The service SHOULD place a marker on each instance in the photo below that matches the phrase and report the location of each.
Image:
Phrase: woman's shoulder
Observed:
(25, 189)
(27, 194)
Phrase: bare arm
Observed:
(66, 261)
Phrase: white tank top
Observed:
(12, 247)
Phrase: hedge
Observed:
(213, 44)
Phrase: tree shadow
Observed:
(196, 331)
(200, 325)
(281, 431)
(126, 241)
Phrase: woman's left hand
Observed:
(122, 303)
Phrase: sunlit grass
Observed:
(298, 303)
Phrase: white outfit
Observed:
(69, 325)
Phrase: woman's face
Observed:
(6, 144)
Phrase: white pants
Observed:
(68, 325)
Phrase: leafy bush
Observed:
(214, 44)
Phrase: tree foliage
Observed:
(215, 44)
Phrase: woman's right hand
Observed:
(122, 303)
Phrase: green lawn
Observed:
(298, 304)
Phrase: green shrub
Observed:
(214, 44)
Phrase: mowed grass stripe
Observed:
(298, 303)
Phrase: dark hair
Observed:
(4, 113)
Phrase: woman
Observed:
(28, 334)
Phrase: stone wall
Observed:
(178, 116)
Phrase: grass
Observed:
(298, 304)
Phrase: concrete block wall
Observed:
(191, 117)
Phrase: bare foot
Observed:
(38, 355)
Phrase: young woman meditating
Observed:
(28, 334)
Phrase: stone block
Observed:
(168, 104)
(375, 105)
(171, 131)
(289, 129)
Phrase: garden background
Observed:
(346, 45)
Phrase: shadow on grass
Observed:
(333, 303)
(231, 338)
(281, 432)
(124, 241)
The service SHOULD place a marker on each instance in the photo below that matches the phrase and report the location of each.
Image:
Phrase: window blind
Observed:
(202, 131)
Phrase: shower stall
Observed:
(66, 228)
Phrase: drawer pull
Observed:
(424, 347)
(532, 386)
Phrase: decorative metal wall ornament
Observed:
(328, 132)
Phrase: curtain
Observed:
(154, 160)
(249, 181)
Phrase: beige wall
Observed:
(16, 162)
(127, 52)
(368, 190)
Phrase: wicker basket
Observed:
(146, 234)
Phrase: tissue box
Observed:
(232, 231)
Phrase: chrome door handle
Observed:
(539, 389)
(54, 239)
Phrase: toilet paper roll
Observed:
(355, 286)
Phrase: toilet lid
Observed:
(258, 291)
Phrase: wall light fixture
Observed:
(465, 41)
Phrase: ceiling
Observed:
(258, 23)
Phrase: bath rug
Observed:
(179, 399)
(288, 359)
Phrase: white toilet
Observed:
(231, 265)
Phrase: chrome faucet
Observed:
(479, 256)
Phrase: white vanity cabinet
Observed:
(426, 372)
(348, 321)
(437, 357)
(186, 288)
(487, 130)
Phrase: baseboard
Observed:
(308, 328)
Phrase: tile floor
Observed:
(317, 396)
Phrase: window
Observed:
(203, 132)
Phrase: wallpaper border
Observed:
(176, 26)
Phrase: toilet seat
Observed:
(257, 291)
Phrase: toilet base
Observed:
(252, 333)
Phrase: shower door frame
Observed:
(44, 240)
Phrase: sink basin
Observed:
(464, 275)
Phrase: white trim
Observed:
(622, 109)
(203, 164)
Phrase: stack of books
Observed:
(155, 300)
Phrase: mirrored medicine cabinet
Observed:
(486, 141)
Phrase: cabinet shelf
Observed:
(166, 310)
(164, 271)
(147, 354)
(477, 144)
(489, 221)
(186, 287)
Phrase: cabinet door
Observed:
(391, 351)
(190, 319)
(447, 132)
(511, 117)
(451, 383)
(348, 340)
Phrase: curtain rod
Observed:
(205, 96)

* _Problem details_: Take from the listing above each line in which the string "chrome" is found.

* _Response to the exercise_:
Phrase: chrome door handle
Phrase: chrome faucet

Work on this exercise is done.